>> Start TASK INPUTS
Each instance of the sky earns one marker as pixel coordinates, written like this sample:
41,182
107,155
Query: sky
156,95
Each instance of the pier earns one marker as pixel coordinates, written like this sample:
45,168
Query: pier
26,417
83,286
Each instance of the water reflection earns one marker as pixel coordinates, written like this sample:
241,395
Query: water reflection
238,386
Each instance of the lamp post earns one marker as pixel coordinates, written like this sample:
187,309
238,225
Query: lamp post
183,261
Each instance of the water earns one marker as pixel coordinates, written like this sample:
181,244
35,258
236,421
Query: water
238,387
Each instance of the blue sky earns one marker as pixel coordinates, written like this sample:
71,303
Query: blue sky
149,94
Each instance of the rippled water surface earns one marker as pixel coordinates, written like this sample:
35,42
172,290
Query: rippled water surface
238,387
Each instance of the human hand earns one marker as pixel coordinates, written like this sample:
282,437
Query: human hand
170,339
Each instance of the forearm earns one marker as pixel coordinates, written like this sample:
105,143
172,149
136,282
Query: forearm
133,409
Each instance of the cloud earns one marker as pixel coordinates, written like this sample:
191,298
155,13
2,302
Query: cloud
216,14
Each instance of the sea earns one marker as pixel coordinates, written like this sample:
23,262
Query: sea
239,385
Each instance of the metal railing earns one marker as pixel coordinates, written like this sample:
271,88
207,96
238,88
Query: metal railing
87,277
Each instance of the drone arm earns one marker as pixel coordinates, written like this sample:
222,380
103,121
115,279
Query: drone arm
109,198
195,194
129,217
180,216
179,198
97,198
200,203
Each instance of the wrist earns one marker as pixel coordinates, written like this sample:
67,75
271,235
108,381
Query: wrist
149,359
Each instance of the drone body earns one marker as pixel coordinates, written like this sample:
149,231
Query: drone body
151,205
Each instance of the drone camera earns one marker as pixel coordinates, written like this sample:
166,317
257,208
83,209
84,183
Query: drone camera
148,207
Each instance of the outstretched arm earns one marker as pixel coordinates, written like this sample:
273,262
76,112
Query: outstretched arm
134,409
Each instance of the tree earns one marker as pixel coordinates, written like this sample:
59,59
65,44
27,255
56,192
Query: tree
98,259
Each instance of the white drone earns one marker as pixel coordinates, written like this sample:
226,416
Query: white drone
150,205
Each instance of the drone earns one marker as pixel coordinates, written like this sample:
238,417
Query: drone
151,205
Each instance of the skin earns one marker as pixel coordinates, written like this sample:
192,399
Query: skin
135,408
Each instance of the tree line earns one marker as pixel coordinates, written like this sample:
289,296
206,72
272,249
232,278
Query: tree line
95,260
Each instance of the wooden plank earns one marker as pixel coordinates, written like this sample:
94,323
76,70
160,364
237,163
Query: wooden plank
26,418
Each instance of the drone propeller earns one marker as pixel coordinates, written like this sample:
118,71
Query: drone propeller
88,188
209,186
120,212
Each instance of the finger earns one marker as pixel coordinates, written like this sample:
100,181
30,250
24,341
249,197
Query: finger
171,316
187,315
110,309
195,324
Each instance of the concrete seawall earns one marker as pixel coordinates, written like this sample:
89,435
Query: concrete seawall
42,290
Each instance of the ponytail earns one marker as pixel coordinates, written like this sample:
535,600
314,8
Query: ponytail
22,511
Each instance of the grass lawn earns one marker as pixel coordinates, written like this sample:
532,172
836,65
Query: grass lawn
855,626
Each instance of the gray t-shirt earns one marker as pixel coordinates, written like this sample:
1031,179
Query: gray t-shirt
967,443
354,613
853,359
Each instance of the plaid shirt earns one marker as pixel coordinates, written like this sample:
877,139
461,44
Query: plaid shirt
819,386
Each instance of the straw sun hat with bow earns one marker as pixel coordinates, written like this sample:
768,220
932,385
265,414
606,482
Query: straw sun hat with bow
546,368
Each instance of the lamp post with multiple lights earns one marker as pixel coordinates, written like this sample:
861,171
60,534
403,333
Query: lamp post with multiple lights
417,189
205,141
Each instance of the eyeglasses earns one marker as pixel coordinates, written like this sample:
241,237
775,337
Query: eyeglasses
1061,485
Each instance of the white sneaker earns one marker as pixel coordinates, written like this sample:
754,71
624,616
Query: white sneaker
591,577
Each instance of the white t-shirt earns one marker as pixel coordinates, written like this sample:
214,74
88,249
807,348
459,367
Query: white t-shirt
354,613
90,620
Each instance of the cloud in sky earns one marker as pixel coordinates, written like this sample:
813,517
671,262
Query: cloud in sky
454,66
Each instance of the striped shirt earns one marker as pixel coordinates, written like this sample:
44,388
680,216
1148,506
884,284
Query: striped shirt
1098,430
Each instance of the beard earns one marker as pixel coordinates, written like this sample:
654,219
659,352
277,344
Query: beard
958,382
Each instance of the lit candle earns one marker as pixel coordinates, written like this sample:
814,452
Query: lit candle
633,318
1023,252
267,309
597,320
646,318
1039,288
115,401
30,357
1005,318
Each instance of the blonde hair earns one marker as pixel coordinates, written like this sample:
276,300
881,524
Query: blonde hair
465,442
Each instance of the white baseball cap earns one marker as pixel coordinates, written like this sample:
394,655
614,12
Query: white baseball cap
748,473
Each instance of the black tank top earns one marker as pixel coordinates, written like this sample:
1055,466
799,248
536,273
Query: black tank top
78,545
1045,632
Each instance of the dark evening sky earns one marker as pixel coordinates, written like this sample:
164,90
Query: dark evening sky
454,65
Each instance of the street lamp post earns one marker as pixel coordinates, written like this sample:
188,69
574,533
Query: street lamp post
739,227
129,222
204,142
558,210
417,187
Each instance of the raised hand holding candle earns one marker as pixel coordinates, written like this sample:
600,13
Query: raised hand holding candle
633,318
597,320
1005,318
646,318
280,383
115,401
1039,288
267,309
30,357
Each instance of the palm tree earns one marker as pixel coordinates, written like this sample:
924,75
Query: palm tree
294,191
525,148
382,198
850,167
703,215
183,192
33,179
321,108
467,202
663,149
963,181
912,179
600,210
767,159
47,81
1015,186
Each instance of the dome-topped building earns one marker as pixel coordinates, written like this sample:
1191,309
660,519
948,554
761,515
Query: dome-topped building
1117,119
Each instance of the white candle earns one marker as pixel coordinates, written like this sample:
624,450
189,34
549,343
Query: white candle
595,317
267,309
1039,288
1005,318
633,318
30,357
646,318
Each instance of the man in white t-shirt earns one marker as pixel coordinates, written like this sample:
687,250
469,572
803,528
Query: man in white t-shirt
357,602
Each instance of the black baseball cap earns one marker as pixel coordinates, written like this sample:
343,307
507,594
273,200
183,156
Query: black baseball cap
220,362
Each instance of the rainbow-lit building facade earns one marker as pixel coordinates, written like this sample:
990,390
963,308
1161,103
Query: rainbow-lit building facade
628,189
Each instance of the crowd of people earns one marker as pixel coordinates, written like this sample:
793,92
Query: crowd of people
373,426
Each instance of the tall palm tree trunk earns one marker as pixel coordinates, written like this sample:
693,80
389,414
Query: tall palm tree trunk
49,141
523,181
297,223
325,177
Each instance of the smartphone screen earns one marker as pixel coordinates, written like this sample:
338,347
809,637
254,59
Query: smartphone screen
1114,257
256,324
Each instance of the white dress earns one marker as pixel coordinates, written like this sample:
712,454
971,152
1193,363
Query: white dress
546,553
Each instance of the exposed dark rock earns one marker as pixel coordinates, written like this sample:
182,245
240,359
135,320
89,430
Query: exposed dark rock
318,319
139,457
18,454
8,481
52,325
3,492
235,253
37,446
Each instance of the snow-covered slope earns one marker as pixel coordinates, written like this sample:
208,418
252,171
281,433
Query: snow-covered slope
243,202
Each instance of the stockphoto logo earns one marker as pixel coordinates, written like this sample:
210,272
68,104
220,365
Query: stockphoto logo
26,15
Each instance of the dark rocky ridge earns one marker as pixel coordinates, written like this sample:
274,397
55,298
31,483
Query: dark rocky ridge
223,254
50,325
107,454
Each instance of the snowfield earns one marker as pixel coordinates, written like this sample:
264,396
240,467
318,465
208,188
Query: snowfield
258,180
>> End TASK INPUTS
TASK STATEMENT:
Can you rewrite the data from the line with "Each instance of the snowfield" up to and including the final line of the data as a numbered list, dropping any blank lines?

EXERCISE RESPONSE:
1. Each instance of the snowfield earns one marker as pixel coordinates, written like this sample:
2. 264,396
3. 240,467
4. 318,465
5. 208,188
6. Query: snowfield
7. 258,180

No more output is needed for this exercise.